# 4 задание по курсу формальных языков

In [1]:
! pip install pymorphy2 russian_tagsets sklearn_crfsuite conllu
! wget -O ru_syntagrus-ud-train.conllu "https://raw.githubusercontent.com/UniversalDependencies/UD_Russian-SynTagRus/master/ru_syntagrus-ud-train-a.conllu"
! wget -O ru_syntagrus-ud-test.conllu "https://raw.githubusercontent.com/UniversalDependencies/UD_Russian-SynTagRus/master/ru_syntagrus-ud-dev.conllu"

Looking in indexes: https://pypi.org/simple, https://us-python.pkg.dev/colab-wheels/public/simple/
--2023-06-21 00:29:59--  https://raw.githubusercontent.com/UniversalDependencies/UD_Russian-SynTagRus/master/ru_syntagrus-ud-train-a.conllu
Resolving raw.githubusercontent.com (raw.githubusercontent.com)... 185.199.108.133, 185.199.110.133, 185.199.111.133, ...
Connecting to raw.githubusercontent.com (raw.githubusercontent.com)|185.199.108.133|:443... connected.
HTTP request sent, awaiting response... 200 OK
Length: 40736581 (39M) [text/plain]
Saving to: ‘ru_syntagrus-ud-train.conllu’


2023-06-21 00:30:00 (219 MB/s) - ‘ru_syntagrus-ud-train.conllu’ saved [40736581/40736581]

--2023-06-21 00:30:00--  https://raw.githubusercontent.com/UniversalDependencies/UD_Russian-SynTagRus/master/ru_syntagrus-ud-dev.conllu
Resolving raw.githubusercontent.com (raw.githubusercontent.com)... 185.199.108.133, 185.199.109.133, 185.199.110.133, ...
Connecting to raw.githubusercontent.com (raw.githubuserconte

## Функции для препроцессинга

In [2]:
import conllu
import sklearn_crfsuite

from pymorphy2 import MorphAnalyzer
from russian_tagsets import converters
from tqdm import tqdm

In [3]:
morph = MorphAnalyzer()
to_ud20 = converters.converter('opencorpora-int', 'ud20')

In [4]:
def word_to_features_and_label(sentence, word_position):
    USE_POS_FORMS = 3
    WINDOW_SIZE = 5

    features = {}
    label = sentence[word_position]['upos']

    for i in range(word_position - WINDOW_SIZE, word_position + WINDOW_SIZE):

        _relative_position_postfix = str(i - word_position)

Выдержки из материалов:
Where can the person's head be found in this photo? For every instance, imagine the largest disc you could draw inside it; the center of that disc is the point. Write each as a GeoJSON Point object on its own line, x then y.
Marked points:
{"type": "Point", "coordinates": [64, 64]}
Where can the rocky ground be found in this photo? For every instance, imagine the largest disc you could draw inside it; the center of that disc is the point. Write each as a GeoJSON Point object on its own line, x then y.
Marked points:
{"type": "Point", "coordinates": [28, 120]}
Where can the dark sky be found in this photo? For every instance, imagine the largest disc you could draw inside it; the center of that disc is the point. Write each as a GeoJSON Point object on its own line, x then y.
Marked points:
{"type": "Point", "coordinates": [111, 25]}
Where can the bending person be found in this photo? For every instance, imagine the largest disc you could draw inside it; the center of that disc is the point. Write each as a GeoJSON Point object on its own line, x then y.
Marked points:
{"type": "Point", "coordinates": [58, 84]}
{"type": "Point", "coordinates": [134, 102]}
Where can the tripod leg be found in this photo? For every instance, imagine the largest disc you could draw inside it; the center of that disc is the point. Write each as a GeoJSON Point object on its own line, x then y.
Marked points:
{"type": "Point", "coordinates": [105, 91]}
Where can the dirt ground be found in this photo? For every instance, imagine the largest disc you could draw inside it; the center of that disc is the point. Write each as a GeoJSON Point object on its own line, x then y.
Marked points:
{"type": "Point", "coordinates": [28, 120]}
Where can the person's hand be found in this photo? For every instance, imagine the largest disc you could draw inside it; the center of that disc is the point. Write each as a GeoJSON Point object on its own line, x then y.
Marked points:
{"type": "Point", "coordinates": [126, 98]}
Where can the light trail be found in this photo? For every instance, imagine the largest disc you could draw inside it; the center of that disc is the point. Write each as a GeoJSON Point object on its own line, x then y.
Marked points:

Задание 1:
Ответьте по ноутбуку на вопросы ниже; ответы пометьте так же.
(a) Под каким именем сохраняется обучающий файл?
(b) Какова длина этого файла в байтах?
(c) Какое значение присваивается переменной WINDOW_SIZE?
Задание 2:
Перепишите часть ноутбука между "## Функции для" и "to_ud20 = converters.converter('opencorpora-int', 'ud20')" включительно, переименовав "MorphAnalyzer" в "RuMorphAnalyzer".
Задание 3:
Перечислите списком, что импортируется в блоке ноутбука, который начинается словами «import conllu».

Ожидаемый ответ 1:
(a) ru_syntagrus-ud-train.conllu
(b) 40736581 байт (39M)
(c) 5

Ожидаемый ответ 2:
## Функции для препроцессинга

In [2]:
import conllu
import sklearn_crfsuite

from pymorphy2 import RuMorphAnalyzer
from russian_tagsets import converters
from tqdm import tqdm

In [3]:
morph = RuMorphAnalyzer()
to_ud20 = converters.converter('opencorpora-int', 'ud20')

Ожидаемый ответ 3:
- conllu
- sklearn_crfsuite
- MorphAnalyzer из pymorphy2
- converters из russian_tagsets
- tqdm из tqdm